-- START The input --

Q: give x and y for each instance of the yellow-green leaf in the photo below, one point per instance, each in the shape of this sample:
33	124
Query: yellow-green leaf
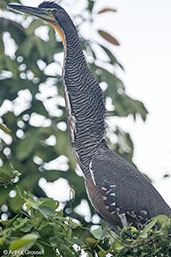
108	37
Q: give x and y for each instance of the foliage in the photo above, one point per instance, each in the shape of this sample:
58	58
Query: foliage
33	134
43	231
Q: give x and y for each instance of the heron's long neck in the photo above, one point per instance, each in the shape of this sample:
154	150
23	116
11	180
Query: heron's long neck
84	102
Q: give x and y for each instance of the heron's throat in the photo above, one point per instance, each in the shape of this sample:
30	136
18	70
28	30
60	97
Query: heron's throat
59	31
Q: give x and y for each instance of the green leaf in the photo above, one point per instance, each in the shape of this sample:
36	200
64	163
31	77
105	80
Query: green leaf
24	243
147	228
108	37
112	58
28	144
107	10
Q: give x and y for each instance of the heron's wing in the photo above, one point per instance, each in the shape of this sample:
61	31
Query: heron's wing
124	189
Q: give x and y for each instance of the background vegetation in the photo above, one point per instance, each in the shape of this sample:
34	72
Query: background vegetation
36	119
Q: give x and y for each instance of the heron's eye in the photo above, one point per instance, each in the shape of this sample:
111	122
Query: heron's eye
54	11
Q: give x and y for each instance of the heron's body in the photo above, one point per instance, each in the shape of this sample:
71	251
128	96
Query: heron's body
118	191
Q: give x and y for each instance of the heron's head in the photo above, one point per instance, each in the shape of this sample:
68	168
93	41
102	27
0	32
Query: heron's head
50	12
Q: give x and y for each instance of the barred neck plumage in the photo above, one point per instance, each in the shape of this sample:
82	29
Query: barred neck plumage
84	102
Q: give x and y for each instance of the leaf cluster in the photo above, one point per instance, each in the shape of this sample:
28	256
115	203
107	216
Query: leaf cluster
42	229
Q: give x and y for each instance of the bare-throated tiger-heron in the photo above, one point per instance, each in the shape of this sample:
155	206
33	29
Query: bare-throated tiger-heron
120	194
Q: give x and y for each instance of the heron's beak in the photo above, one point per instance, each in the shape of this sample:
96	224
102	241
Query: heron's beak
38	12
42	14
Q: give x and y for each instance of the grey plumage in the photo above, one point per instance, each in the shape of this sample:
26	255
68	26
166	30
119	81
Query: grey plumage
118	191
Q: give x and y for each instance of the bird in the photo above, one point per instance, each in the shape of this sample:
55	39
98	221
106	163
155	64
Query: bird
118	191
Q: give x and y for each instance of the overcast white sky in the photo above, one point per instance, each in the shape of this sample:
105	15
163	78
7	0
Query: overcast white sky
144	30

-- END The input --

Can you rewrite the items from the line containing "Q: give x and y for each instance of the overcast" through the end of the items, changing "white sky" to "pale sky" and keeping everything else the same? Return only those lines.

**Problem solution:**
Q: give x and y for each instance of the overcast pale sky in the photo above, one point per instance, each in the shape of this sample:
105	15
163	78
7	0
Query: overcast pale sky
144	30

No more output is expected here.